Start Text

Ren-C Binding In A Nutshell

There is a foundational truth about code composition:

The system cannot be psychic and know if you want meaning to come from the place
where you are building the code -or- from the context in which the code will be eventually interpreted.

Ren-C has the power to talk about both

  • If you leave the code unbound ('quoted) then it will gather the meaning from where you wind up evaluating it.

  • If you BIND the code then it picks up meaning in the context of composition, and the later usage won't override it. (Note: BIND is an arity-1 operation in Ren-C, and other operations are used to bind to something other than the "current" evaluation context.)

No psychic evaluator required.

>> make-unbound: func [x] [return '(x)]

>> make-bound: func [x] [return bind '(x)]

>> x: 1020

>> make-unbound 304
== (x)  ; unbound

>> make-bound 304
== (x)  ; bound (into make-bound func instance's context)

>> '[1 +]
== [1 +]  ; unbound

>> bind '[1 +]
== [1 +]  ; bound (into console context where x: 1020 lives)

>> [1 +]
== [1 +]  ; bound (`[...]` and `bind '[...]` both act the same, by design)

>> eval append [1 +] make-unbound 304
== 1021

>> eval append [1 +] make-bound 304
== 305

Binding Has A Shorthand: $

Because control over binding is so fundamental (and needed so frequently), there's a special "binding quote" decorator, called a "TIE". This gives you a briefer way to bind things:

>> bind 'x
== x  ; bound

>> $x
== x  ; bound

All bindable types--$WORD, $TU.P.LE, $CH:A:IN, $PA/TH, $[BL O CK], $(GR O UP), ${FE N CE}--have a TIED! form.

TIED! values aren't just a good shorthand for binding quoted material in the evaluator, but also crucial dialecting parts.

In addition, a standalone $ is just a synonym for BIND.

>> $ 'x
== x  ; bound

You can make a TIED! value from a plain one with TIE, and remove the decoration with UNTIE.

>> item: tie '[a b c]
== $[a b c]  ; unbound

>> untie item
== [a b c]  ; unbound

(More general mechanisms for decoration exist as well.)


Unbound Code Becomes Useful Currency

This is working Ren-C code, that shows off doing something that people used to wish they could do (but couldn't!):

>> doubler: func [x] [
      let code: copy [add x]
      append code to word! "x"
      print ["Doubled:" eval code]
      return none
  ]

>> doubler 10
Doubled: 20

Note that from the evaluator's point of view, ADD and X inside the code block aren't bound... so the X you added being unbound made it no different.

In fact, none of the code in the function body is bound! The binding trickled down as the evaluator descended... and when the unbound block [add x] was evaluated, it synthesized a bound BLOCK!, which wound up in the CODE local variable...

But on each successive function call this process will happen again--meaning (crucially) that the [add x] that lives inside the function body never gets bound.

This stands in contrast to what would happen if the function body was built by something like a COMPOSE, where [add x] had been bound. In which case: that binding would not be overridden by the "trickle-down" of the evaluator... and the block would be interpreted with the meaning the person who composed it in intended.

Let's see that in action:

>> x: 1000

>> doubler: func [x] compose [
      let code: copy ($[add x])
      append code to word! "x"
      print ["Doubled:" eval code]
      return none
  ]

>> doubler 10
Doubled: 2000

Works as written (although it didn't end up making use of the X that was passed!). So let's do a little twist with a laser-focused COMPOSE with just the X bound outside:

>> x: 1000

>> add1000: func [x] compose:deep [
      let code: copy [add ($x)]
      append code to word! "x"

End Text
Start Record list

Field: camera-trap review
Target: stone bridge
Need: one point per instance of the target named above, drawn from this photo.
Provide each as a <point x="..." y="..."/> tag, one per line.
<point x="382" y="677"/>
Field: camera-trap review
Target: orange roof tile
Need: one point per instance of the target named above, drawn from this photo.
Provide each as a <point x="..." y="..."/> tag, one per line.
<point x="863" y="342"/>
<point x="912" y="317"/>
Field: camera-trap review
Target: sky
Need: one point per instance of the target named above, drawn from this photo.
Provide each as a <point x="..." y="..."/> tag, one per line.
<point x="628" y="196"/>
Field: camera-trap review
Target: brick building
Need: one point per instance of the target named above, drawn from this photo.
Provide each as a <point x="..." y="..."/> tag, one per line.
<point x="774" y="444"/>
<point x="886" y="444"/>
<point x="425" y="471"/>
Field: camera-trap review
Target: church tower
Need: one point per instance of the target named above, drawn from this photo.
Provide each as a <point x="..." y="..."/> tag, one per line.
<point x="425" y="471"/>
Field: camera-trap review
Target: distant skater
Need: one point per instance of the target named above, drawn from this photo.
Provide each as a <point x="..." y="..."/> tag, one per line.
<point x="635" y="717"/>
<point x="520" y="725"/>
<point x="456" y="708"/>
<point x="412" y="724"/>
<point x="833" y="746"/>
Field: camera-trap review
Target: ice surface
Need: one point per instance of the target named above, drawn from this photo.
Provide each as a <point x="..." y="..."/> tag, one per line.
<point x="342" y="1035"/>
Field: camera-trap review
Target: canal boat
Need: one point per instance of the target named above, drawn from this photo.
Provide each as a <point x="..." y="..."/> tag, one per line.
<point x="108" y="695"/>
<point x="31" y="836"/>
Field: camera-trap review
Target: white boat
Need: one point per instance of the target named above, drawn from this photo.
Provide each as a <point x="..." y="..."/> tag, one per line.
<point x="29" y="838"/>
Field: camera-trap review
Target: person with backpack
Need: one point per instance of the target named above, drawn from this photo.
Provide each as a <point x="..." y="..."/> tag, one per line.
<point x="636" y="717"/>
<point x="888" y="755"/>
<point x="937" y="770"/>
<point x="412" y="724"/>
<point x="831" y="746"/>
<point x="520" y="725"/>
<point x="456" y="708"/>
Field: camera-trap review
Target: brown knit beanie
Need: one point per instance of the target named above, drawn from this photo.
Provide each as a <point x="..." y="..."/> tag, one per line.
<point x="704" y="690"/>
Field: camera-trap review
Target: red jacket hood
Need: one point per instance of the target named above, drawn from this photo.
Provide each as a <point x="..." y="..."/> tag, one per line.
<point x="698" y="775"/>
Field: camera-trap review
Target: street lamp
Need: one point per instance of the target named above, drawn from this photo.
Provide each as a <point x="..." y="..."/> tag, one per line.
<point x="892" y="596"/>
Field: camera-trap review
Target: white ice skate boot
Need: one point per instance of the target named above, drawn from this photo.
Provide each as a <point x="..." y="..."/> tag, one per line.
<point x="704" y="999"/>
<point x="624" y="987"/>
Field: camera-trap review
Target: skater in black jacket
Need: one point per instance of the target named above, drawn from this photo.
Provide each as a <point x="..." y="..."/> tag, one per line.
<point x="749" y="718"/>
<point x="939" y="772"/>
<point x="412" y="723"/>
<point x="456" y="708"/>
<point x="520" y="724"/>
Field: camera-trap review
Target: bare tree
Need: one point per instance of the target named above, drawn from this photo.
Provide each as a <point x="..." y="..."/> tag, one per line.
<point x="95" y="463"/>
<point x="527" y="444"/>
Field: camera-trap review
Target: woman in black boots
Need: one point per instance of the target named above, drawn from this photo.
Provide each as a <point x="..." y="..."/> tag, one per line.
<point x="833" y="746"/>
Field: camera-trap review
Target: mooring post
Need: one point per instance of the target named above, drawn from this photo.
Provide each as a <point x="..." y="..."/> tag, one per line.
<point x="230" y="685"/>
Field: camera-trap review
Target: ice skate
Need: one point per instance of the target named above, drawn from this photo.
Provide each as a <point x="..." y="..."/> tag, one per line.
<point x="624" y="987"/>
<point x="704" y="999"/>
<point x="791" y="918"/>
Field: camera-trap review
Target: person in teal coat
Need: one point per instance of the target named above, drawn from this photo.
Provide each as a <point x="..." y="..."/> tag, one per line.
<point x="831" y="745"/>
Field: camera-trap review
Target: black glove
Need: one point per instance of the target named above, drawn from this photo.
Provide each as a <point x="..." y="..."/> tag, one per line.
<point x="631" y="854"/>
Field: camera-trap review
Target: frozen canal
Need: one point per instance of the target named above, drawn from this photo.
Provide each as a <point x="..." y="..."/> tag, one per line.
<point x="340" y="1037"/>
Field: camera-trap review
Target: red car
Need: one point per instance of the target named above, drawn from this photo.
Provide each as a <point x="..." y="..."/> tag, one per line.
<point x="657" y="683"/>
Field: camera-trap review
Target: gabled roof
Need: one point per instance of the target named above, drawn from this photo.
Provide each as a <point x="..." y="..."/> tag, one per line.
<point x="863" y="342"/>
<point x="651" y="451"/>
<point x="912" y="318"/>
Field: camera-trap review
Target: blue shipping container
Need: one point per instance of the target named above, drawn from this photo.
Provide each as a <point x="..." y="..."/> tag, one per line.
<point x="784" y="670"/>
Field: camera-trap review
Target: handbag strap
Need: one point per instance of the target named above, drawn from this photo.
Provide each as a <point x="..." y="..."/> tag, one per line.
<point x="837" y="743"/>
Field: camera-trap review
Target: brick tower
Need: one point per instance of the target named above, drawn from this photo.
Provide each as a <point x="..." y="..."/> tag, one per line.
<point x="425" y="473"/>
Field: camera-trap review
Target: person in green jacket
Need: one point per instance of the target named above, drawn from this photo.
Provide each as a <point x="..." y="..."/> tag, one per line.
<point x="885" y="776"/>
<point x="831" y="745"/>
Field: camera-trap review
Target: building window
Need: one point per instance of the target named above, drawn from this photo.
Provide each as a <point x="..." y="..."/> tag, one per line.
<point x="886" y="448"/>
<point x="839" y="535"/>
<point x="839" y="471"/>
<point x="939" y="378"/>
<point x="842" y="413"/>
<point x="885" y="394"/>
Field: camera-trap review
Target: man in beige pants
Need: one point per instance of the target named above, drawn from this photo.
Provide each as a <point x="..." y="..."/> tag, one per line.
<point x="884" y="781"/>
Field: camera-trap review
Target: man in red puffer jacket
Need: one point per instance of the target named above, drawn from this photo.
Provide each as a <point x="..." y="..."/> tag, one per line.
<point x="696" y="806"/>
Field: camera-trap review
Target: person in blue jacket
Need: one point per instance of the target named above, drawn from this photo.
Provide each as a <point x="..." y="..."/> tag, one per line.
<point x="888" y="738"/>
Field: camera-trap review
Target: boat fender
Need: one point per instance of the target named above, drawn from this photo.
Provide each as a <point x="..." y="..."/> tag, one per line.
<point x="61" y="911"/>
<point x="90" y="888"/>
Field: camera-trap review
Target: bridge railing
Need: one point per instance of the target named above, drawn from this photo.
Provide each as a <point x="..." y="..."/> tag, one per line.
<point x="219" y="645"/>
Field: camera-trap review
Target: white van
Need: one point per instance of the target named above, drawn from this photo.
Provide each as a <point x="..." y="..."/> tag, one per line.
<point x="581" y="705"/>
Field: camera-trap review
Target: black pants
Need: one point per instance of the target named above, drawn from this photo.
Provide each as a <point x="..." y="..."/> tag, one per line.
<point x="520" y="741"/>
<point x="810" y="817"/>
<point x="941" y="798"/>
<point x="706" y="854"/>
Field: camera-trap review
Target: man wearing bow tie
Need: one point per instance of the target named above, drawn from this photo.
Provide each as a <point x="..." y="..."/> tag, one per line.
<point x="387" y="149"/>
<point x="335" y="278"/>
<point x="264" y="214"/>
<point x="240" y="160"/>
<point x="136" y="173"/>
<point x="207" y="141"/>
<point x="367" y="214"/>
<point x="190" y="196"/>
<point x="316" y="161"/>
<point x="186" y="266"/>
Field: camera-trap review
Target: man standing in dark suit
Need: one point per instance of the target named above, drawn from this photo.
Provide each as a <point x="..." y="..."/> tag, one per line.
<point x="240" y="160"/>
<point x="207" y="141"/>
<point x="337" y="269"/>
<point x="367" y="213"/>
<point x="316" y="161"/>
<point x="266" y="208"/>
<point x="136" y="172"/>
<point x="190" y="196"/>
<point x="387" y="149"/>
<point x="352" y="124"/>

End Record list

**Written exercise 1:** In the Ren-C binding text, what is a standalone $ a synonym for?
**Written exercise 2:** Identify every line of the records that contains the string "canal", treating uppercase and lowercase as different.
The text and the records have no connection to each other.

**Complete output 1:** BIND

**Complete output 2:**
Target: canal boat
Target: frozen canal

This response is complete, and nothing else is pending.